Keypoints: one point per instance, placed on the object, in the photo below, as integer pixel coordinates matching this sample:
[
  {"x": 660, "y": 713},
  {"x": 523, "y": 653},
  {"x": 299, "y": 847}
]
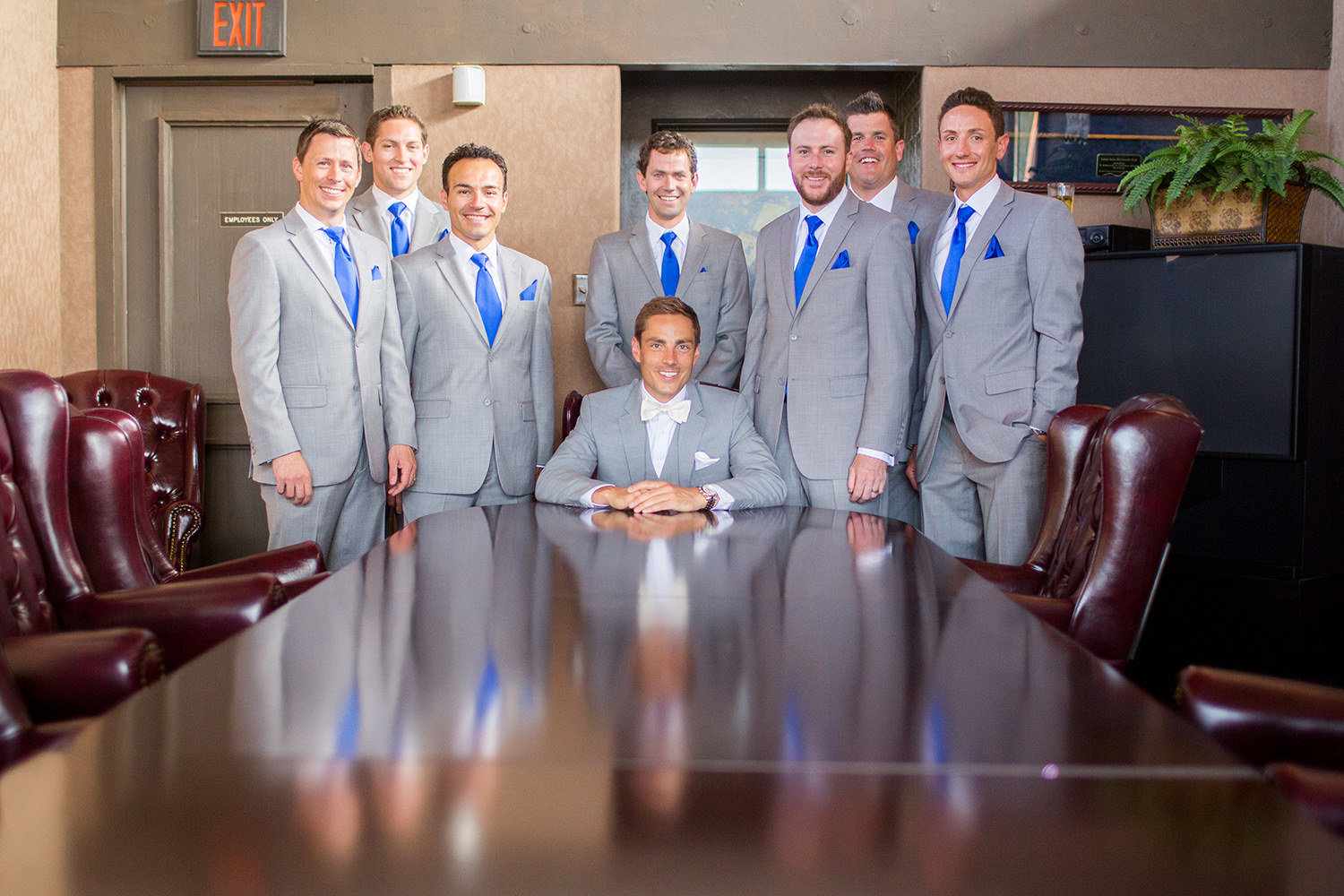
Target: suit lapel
[
  {"x": 830, "y": 247},
  {"x": 311, "y": 252},
  {"x": 462, "y": 292},
  {"x": 976, "y": 247},
  {"x": 695, "y": 249},
  {"x": 633, "y": 438},
  {"x": 640, "y": 246}
]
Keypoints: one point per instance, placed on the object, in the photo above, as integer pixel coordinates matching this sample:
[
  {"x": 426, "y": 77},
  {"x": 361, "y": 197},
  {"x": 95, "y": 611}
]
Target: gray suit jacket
[
  {"x": 610, "y": 443},
  {"x": 430, "y": 220},
  {"x": 846, "y": 351},
  {"x": 624, "y": 276},
  {"x": 470, "y": 395},
  {"x": 1007, "y": 355},
  {"x": 306, "y": 378}
]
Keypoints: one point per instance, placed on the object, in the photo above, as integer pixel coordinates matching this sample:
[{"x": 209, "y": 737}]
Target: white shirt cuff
[{"x": 886, "y": 458}]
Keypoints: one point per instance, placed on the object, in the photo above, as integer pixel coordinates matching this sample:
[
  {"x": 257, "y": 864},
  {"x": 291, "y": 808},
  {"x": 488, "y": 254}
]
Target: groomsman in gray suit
[
  {"x": 1003, "y": 281},
  {"x": 663, "y": 443},
  {"x": 317, "y": 357},
  {"x": 667, "y": 254},
  {"x": 476, "y": 322},
  {"x": 394, "y": 209},
  {"x": 832, "y": 335},
  {"x": 875, "y": 147}
]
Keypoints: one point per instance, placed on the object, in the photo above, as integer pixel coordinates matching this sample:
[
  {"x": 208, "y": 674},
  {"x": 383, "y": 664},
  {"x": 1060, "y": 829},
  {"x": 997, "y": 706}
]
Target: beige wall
[
  {"x": 559, "y": 132},
  {"x": 78, "y": 289},
  {"x": 1137, "y": 86},
  {"x": 30, "y": 266}
]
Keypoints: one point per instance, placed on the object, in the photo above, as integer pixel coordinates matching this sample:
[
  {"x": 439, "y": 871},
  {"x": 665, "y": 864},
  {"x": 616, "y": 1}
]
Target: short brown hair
[
  {"x": 473, "y": 151},
  {"x": 333, "y": 126},
  {"x": 668, "y": 142},
  {"x": 978, "y": 99},
  {"x": 820, "y": 110},
  {"x": 666, "y": 306},
  {"x": 870, "y": 104},
  {"x": 392, "y": 113}
]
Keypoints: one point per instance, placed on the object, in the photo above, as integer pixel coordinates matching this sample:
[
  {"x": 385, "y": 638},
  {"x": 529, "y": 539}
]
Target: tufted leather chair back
[
  {"x": 1107, "y": 543},
  {"x": 35, "y": 418},
  {"x": 172, "y": 422}
]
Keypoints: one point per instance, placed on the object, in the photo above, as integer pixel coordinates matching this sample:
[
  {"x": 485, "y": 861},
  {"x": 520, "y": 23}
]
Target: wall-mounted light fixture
[{"x": 468, "y": 86}]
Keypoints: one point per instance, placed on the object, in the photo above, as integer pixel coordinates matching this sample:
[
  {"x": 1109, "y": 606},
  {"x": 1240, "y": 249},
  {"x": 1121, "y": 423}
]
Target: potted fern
[{"x": 1222, "y": 185}]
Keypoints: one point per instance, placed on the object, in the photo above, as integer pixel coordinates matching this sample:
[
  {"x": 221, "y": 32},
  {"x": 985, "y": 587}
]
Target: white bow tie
[{"x": 676, "y": 410}]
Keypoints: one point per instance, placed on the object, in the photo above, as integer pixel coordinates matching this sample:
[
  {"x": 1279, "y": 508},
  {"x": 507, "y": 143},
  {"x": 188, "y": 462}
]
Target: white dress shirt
[
  {"x": 978, "y": 203},
  {"x": 324, "y": 242},
  {"x": 658, "y": 246},
  {"x": 462, "y": 253},
  {"x": 408, "y": 214}
]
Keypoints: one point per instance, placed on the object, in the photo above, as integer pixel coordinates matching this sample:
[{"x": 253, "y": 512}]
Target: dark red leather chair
[
  {"x": 1113, "y": 484},
  {"x": 112, "y": 524},
  {"x": 185, "y": 616},
  {"x": 172, "y": 421},
  {"x": 1293, "y": 727}
]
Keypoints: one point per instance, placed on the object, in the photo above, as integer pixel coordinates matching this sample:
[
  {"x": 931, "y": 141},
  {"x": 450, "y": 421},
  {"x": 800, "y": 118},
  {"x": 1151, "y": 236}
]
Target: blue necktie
[
  {"x": 346, "y": 276},
  {"x": 401, "y": 239},
  {"x": 671, "y": 273},
  {"x": 806, "y": 258},
  {"x": 948, "y": 287},
  {"x": 487, "y": 297}
]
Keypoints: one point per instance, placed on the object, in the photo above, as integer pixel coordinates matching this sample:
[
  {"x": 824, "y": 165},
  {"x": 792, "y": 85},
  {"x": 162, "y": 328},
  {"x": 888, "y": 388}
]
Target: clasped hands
[{"x": 650, "y": 495}]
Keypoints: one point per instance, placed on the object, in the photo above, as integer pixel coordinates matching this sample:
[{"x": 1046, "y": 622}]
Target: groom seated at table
[{"x": 663, "y": 443}]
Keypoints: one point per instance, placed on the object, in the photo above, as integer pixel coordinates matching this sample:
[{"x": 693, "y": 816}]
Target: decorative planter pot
[{"x": 1233, "y": 218}]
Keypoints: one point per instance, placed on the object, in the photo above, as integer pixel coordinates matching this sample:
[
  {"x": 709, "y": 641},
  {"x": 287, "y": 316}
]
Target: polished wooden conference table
[{"x": 538, "y": 700}]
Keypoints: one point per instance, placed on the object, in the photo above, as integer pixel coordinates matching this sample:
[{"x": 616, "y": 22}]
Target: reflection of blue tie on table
[
  {"x": 806, "y": 258},
  {"x": 948, "y": 287},
  {"x": 401, "y": 239},
  {"x": 671, "y": 273},
  {"x": 487, "y": 297},
  {"x": 346, "y": 276}
]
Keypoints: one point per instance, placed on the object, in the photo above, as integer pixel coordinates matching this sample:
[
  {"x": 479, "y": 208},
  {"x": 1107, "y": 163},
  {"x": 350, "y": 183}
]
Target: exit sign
[{"x": 239, "y": 27}]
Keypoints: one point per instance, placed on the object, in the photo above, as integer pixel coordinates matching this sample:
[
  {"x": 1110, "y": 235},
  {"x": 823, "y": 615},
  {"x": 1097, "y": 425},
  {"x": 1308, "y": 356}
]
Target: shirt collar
[
  {"x": 827, "y": 214},
  {"x": 312, "y": 223},
  {"x": 464, "y": 252},
  {"x": 886, "y": 196},
  {"x": 656, "y": 230},
  {"x": 981, "y": 199},
  {"x": 644, "y": 392},
  {"x": 384, "y": 201}
]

* * *

[Exercise description] Which lines above contain the word "chair"? Copy out each of them in full, and treat capital and lowercase letters as different.

[Task solution]
Target: tufted leather chair back
Target: dark red leather chair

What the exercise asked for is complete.